(begin)

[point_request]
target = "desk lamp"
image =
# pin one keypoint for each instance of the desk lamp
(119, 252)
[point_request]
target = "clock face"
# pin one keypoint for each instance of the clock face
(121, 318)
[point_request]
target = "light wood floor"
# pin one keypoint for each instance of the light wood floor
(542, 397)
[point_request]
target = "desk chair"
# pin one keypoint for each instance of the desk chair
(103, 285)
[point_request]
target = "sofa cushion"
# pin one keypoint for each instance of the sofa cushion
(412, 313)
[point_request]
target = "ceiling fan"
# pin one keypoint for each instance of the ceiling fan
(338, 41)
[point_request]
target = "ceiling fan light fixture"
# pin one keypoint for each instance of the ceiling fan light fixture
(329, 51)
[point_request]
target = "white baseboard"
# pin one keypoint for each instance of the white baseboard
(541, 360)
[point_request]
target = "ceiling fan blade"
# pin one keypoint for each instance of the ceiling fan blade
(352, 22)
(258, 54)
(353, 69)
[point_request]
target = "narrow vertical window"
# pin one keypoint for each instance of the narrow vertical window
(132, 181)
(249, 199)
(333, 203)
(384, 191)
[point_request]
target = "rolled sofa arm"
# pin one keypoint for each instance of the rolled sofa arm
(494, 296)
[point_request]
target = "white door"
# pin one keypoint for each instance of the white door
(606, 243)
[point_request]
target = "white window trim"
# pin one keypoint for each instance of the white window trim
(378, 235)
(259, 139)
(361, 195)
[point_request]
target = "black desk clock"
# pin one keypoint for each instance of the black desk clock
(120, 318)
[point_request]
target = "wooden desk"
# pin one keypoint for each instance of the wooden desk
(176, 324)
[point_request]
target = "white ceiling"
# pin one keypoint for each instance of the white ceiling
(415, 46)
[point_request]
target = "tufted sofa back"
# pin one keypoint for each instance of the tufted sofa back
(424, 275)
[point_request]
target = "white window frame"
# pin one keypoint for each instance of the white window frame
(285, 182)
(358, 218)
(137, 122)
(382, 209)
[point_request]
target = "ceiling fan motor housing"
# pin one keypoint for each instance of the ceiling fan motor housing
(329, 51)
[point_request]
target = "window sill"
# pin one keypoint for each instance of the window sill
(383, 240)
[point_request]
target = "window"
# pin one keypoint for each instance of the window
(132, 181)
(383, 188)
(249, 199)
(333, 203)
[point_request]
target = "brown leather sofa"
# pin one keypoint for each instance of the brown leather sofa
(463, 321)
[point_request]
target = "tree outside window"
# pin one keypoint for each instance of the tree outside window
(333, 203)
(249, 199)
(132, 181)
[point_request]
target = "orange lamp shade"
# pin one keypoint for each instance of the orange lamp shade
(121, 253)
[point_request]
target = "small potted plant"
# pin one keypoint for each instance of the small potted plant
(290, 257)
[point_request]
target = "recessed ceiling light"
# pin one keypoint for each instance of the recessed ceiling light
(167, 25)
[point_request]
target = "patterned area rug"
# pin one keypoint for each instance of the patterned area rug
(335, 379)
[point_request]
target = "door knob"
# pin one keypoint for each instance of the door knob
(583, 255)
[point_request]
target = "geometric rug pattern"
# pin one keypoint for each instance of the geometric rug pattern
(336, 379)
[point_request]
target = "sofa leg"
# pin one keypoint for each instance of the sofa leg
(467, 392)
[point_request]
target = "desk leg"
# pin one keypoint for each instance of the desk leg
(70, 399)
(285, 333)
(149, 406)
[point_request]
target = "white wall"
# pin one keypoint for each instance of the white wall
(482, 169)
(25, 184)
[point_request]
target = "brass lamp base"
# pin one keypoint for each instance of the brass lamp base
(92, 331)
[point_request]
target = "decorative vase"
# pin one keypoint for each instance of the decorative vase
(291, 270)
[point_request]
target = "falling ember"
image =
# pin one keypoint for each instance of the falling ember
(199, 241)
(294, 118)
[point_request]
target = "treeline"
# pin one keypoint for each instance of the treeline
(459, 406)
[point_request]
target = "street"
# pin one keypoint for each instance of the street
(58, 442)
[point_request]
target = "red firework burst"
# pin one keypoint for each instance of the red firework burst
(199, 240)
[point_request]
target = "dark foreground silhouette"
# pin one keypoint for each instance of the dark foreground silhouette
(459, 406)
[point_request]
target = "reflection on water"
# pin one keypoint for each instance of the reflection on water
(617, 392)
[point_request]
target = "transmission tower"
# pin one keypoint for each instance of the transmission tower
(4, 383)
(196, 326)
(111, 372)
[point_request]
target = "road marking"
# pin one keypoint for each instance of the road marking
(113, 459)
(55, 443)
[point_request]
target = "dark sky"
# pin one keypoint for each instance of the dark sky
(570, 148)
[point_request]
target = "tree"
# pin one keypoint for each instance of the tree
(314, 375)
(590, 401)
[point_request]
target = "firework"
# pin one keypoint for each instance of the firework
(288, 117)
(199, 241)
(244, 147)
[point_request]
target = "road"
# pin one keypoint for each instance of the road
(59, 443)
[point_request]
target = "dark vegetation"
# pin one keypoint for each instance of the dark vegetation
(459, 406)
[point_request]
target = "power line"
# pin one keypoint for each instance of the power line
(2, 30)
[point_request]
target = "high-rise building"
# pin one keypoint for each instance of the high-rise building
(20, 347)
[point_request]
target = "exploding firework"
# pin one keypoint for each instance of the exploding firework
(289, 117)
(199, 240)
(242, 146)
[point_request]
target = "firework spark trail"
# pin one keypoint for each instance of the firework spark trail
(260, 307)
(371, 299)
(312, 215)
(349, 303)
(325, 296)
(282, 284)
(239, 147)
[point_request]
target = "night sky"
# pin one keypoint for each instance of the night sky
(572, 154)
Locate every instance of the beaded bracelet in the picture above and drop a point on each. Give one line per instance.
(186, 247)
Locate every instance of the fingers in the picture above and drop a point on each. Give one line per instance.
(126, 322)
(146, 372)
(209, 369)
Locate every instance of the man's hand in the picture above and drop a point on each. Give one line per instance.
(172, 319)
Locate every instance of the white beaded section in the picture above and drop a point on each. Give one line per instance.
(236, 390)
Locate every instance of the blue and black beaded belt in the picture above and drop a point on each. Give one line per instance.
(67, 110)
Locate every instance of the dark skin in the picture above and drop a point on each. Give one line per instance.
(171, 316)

(end)

Rewrite the stretch from the line containing "Locate every instance of the dark" through the end of the records, replacing "dark skin" with "brown skin" and leaving everything else unchanged.

Locate every instance of the brown skin in the picture above and drop a point on each. Give one line per instance.
(171, 316)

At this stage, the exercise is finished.